--- MATERIAL SUPPLIED ---
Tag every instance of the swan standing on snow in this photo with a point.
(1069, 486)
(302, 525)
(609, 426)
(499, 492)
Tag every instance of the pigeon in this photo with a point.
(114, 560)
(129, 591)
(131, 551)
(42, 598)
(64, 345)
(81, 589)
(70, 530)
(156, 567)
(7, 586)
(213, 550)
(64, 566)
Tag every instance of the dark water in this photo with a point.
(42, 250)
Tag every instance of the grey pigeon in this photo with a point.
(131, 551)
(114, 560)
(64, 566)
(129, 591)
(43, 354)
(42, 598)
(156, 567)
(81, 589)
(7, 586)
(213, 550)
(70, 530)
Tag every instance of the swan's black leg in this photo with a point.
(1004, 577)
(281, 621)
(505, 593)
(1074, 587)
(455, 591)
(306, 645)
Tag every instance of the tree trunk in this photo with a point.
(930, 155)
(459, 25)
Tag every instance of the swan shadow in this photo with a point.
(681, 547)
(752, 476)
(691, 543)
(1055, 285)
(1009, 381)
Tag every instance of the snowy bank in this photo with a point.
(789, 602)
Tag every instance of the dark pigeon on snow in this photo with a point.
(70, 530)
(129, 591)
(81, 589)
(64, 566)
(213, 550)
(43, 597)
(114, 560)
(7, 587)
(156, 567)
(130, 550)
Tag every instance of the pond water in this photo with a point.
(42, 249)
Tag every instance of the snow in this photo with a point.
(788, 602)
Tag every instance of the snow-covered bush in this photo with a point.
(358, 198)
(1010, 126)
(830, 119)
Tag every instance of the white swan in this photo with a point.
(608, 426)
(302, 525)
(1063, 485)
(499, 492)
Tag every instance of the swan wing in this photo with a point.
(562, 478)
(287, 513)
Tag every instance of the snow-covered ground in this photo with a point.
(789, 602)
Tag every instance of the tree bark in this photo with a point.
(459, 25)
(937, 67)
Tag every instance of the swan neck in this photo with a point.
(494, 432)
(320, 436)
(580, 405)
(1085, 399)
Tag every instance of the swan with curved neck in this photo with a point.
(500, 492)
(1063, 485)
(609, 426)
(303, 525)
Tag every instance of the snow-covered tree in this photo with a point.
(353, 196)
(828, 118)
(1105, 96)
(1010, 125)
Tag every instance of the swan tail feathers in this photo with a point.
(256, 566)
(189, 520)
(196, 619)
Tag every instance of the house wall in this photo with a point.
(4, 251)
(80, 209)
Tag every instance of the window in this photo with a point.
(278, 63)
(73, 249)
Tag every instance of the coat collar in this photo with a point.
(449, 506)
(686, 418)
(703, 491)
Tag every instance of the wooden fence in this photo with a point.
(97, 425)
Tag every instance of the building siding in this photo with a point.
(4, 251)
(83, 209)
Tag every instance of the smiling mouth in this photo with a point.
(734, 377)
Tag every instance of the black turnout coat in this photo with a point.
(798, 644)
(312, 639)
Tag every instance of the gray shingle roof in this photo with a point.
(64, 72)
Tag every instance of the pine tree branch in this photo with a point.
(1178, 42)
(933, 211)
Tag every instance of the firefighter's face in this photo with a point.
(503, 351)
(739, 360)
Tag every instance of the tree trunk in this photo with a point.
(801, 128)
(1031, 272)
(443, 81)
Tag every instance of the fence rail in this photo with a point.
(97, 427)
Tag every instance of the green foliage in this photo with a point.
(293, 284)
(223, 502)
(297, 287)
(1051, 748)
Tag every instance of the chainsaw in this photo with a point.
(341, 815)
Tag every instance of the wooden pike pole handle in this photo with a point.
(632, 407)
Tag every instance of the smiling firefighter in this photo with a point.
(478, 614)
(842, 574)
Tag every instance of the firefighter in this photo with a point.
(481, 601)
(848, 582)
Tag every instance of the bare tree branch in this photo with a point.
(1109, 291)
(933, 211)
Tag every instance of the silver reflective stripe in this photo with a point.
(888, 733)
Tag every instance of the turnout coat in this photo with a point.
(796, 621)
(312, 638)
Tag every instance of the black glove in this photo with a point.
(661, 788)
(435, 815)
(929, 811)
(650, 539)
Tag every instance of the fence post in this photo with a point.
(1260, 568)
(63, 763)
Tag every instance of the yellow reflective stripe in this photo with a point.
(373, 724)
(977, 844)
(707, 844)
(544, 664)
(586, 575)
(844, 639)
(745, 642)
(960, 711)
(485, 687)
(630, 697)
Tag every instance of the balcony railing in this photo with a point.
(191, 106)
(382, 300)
---
— TASK INSTRUCTIONS —
Write the records out once more, word for word.

— SOLUTION FOR THIS TASK —
Tag every instance of the swan standing on snow in this photo with a point.
(1069, 486)
(302, 525)
(609, 426)
(499, 492)
Tag every instance of the pigeon in this photo with a point.
(114, 560)
(129, 591)
(131, 551)
(42, 598)
(64, 345)
(81, 589)
(70, 530)
(156, 567)
(7, 586)
(213, 550)
(64, 566)
Tag every instance of the dark water in this photo with a point.
(42, 250)
Tag every instance of the grey pigeon in this photo with a point.
(131, 551)
(114, 560)
(64, 566)
(129, 591)
(43, 354)
(42, 598)
(156, 567)
(81, 589)
(7, 586)
(213, 550)
(70, 530)
Tag every instance of the swan's black leg in this photo with a point.
(1004, 577)
(281, 621)
(505, 593)
(1074, 587)
(455, 591)
(306, 645)
Tag every instance of the tree trunk in this photo with a point.
(930, 155)
(459, 25)
Tag every instance of the swan shadow in this photo with a point.
(681, 547)
(752, 476)
(691, 543)
(1055, 285)
(1009, 381)
Tag every instance of the snowy bank in this photo with a point.
(789, 602)
Tag every instance of the dark pigeon on snow in this photo with a point.
(70, 530)
(129, 591)
(81, 589)
(64, 566)
(213, 550)
(43, 597)
(114, 560)
(7, 587)
(156, 567)
(130, 550)
Tag every instance of the pond water in this photo with a point.
(42, 249)
Tag every instance of the snow in this photo with a point.
(788, 602)
Tag every instance of the snow-covered bush in this photo with a point.
(358, 198)
(1010, 126)
(830, 119)
Tag every instance of the white swan in this photo with a point.
(608, 426)
(302, 525)
(1063, 485)
(499, 492)
Tag every instance of the swan wing in this photo with a point.
(562, 478)
(287, 513)
Tag every instance of the snow-covered ground in this photo with a point.
(789, 602)
Tag every instance of the tree bark in this photo with a point.
(459, 25)
(937, 67)
Tag every instance of the swan neck in this photo with a point.
(494, 432)
(320, 436)
(580, 405)
(1085, 399)
Tag every instance of the swan with curved neck in this photo with a point.
(500, 492)
(1063, 485)
(609, 426)
(303, 525)
Tag every instance of the snow-covered tree in this photo with a point.
(353, 196)
(828, 118)
(1105, 96)
(1010, 125)
Tag every instance of the swan tail feathers in this photo with a point.
(256, 566)
(189, 520)
(196, 619)
Tag every instance of the house wall in this photo with a point.
(4, 251)
(80, 209)
Tag every instance of the window in this photo with a point.
(278, 63)
(73, 249)
Tag every instance of the coat collar in this photo with a point.
(449, 506)
(686, 418)
(703, 491)
Tag every instance of the wooden fence in this photo with a point.
(97, 425)
Tag every instance of the building siding in this photo with a point.
(4, 251)
(83, 209)
Tag every instance of the smiling mouth in this photo with a point.
(734, 377)
Tag every instance of the black turnout coat in this photo with a point.
(798, 644)
(312, 639)
Tag every instance of the gray shingle roof in this photo with a point.
(64, 72)
Tag every instance of the pine tree branch in this photo with a point.
(1178, 42)
(933, 211)
Tag every instance of the firefighter's face in this photo with a point.
(503, 351)
(739, 360)
Tag every instance of the tree trunk in this photo with a point.
(801, 128)
(1031, 272)
(443, 81)
Tag every instance of the fence rail in this photo with a point.
(97, 427)
Tag every instance of the green foliage in this photo with a point.
(293, 284)
(223, 502)
(297, 287)
(1051, 748)
Tag every instance of the chainsaw in this photo with a point.
(341, 815)
Tag every instance of the wooden pike pole handle in this photo with a point.
(632, 407)
Tag every instance of the smiling firefighter in this photo with a point.
(478, 614)
(842, 574)
Tag every instance of the firefighter in this photo with a point.
(481, 601)
(848, 582)
Tag every instance of the bare tree branch in this photo with a point.
(1109, 291)
(933, 211)
Tag every instance of the silver reflective stripe in this photo with a point.
(888, 733)
Tag every instance of the turnout coat in this photo with a point.
(796, 621)
(312, 638)
Tag every instance of the black glove in this photo with a point.
(661, 788)
(435, 815)
(929, 811)
(650, 539)
Tag every instance of the fence post in this photo with a point.
(1260, 568)
(63, 763)
Tag every instance of the yellow reflective stripe in this photo with a point.
(373, 724)
(977, 844)
(707, 844)
(544, 664)
(586, 575)
(844, 639)
(745, 642)
(960, 711)
(485, 687)
(630, 697)
Tag every instance of the balcony railing in this photo with a point.
(191, 106)
(382, 300)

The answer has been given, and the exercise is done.